● Work item:
Whatever runs from the line with "Using the image provided, box the yellow flower" to the end of the records below must be copied exactly, with nothing else included.

● Provided data:
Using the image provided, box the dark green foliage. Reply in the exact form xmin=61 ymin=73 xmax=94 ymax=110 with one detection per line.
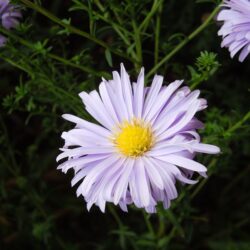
xmin=0 ymin=0 xmax=249 ymax=249
xmin=188 ymin=51 xmax=220 ymax=88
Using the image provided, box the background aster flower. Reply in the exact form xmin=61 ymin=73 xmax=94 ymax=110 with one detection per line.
xmin=0 ymin=0 xmax=21 ymax=47
xmin=0 ymin=33 xmax=7 ymax=46
xmin=217 ymin=0 xmax=250 ymax=62
xmin=57 ymin=64 xmax=220 ymax=213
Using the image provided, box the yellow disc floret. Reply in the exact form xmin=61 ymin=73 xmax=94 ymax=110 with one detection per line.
xmin=115 ymin=119 xmax=154 ymax=157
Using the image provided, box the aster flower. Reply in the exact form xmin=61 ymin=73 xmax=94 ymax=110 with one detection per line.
xmin=57 ymin=64 xmax=220 ymax=213
xmin=0 ymin=0 xmax=21 ymax=47
xmin=217 ymin=0 xmax=250 ymax=62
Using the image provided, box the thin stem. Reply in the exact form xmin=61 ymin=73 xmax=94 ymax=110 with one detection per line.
xmin=87 ymin=0 xmax=95 ymax=36
xmin=0 ymin=116 xmax=19 ymax=175
xmin=157 ymin=214 xmax=165 ymax=238
xmin=76 ymin=3 xmax=132 ymax=41
xmin=0 ymin=50 xmax=86 ymax=117
xmin=226 ymin=111 xmax=250 ymax=134
xmin=0 ymin=54 xmax=32 ymax=75
xmin=139 ymin=0 xmax=163 ymax=32
xmin=165 ymin=227 xmax=177 ymax=246
xmin=146 ymin=4 xmax=221 ymax=79
xmin=190 ymin=158 xmax=217 ymax=199
xmin=166 ymin=111 xmax=250 ymax=243
xmin=190 ymin=111 xmax=250 ymax=199
xmin=49 ymin=53 xmax=110 ymax=78
xmin=94 ymin=0 xmax=105 ymax=12
xmin=154 ymin=2 xmax=163 ymax=65
xmin=190 ymin=74 xmax=207 ymax=90
xmin=209 ymin=217 xmax=250 ymax=239
xmin=221 ymin=165 xmax=250 ymax=196
xmin=108 ymin=206 xmax=123 ymax=228
xmin=19 ymin=0 xmax=134 ymax=63
xmin=73 ymin=2 xmax=138 ymax=61
xmin=0 ymin=27 xmax=110 ymax=78
xmin=142 ymin=211 xmax=155 ymax=237
xmin=132 ymin=20 xmax=142 ymax=68
xmin=109 ymin=3 xmax=123 ymax=26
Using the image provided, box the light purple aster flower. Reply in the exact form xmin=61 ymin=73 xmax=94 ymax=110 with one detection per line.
xmin=57 ymin=64 xmax=220 ymax=213
xmin=0 ymin=0 xmax=22 ymax=47
xmin=217 ymin=0 xmax=250 ymax=62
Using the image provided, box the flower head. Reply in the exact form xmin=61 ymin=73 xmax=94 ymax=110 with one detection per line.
xmin=217 ymin=0 xmax=250 ymax=62
xmin=0 ymin=0 xmax=21 ymax=47
xmin=57 ymin=64 xmax=220 ymax=213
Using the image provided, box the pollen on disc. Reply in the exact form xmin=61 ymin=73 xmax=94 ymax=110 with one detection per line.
xmin=115 ymin=119 xmax=154 ymax=157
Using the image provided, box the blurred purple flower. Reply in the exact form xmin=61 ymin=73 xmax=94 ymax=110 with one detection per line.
xmin=57 ymin=64 xmax=220 ymax=213
xmin=0 ymin=34 xmax=7 ymax=46
xmin=0 ymin=0 xmax=22 ymax=47
xmin=217 ymin=0 xmax=250 ymax=62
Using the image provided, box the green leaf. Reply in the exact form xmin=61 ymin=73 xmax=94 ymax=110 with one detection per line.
xmin=105 ymin=49 xmax=113 ymax=67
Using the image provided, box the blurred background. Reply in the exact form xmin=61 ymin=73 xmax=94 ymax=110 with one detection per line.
xmin=0 ymin=0 xmax=250 ymax=249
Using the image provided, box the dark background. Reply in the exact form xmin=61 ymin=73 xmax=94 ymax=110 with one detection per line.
xmin=0 ymin=0 xmax=250 ymax=249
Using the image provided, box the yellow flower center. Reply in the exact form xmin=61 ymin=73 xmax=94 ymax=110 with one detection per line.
xmin=114 ymin=119 xmax=154 ymax=157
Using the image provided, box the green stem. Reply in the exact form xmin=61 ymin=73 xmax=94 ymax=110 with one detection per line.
xmin=87 ymin=0 xmax=94 ymax=35
xmin=190 ymin=74 xmax=207 ymax=90
xmin=190 ymin=158 xmax=217 ymax=200
xmin=109 ymin=4 xmax=123 ymax=26
xmin=146 ymin=4 xmax=221 ymax=79
xmin=132 ymin=20 xmax=143 ymax=68
xmin=0 ymin=27 xmax=110 ymax=78
xmin=0 ymin=54 xmax=33 ymax=75
xmin=154 ymin=2 xmax=163 ymax=65
xmin=108 ymin=205 xmax=123 ymax=228
xmin=226 ymin=111 xmax=250 ymax=134
xmin=139 ymin=0 xmax=164 ymax=32
xmin=190 ymin=111 xmax=250 ymax=199
xmin=157 ymin=214 xmax=165 ymax=238
xmin=221 ymin=165 xmax=250 ymax=196
xmin=73 ymin=3 xmax=138 ymax=61
xmin=19 ymin=0 xmax=134 ymax=63
xmin=0 ymin=51 xmax=86 ymax=117
xmin=94 ymin=0 xmax=105 ymax=12
xmin=142 ymin=211 xmax=155 ymax=237
xmin=49 ymin=53 xmax=110 ymax=78
xmin=165 ymin=227 xmax=177 ymax=246
xmin=0 ymin=116 xmax=19 ymax=175
xmin=209 ymin=217 xmax=250 ymax=240
xmin=76 ymin=3 xmax=132 ymax=41
xmin=167 ymin=111 xmax=250 ymax=242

● Response to the task:
Using the image provided, box the yellow flower center. Reply in the exact form xmin=61 ymin=73 xmax=94 ymax=110 with one detection per line.
xmin=114 ymin=119 xmax=154 ymax=157
Using the image provided, box the green stem. Reply in the exact form xmin=61 ymin=73 xmax=94 ymax=110 with one detection per line.
xmin=87 ymin=0 xmax=94 ymax=35
xmin=190 ymin=74 xmax=207 ymax=90
xmin=190 ymin=158 xmax=217 ymax=200
xmin=109 ymin=4 xmax=123 ymax=26
xmin=146 ymin=4 xmax=221 ymax=79
xmin=132 ymin=20 xmax=143 ymax=68
xmin=0 ymin=27 xmax=110 ymax=78
xmin=0 ymin=54 xmax=33 ymax=75
xmin=154 ymin=2 xmax=163 ymax=65
xmin=108 ymin=205 xmax=123 ymax=228
xmin=226 ymin=111 xmax=250 ymax=134
xmin=139 ymin=0 xmax=164 ymax=32
xmin=190 ymin=111 xmax=250 ymax=199
xmin=157 ymin=214 xmax=165 ymax=238
xmin=221 ymin=165 xmax=250 ymax=196
xmin=73 ymin=3 xmax=138 ymax=61
xmin=19 ymin=0 xmax=134 ymax=63
xmin=0 ymin=51 xmax=86 ymax=117
xmin=94 ymin=0 xmax=105 ymax=12
xmin=142 ymin=211 xmax=155 ymax=237
xmin=49 ymin=53 xmax=110 ymax=78
xmin=165 ymin=227 xmax=177 ymax=246
xmin=0 ymin=116 xmax=19 ymax=175
xmin=209 ymin=217 xmax=250 ymax=240
xmin=76 ymin=3 xmax=132 ymax=41
xmin=167 ymin=111 xmax=250 ymax=242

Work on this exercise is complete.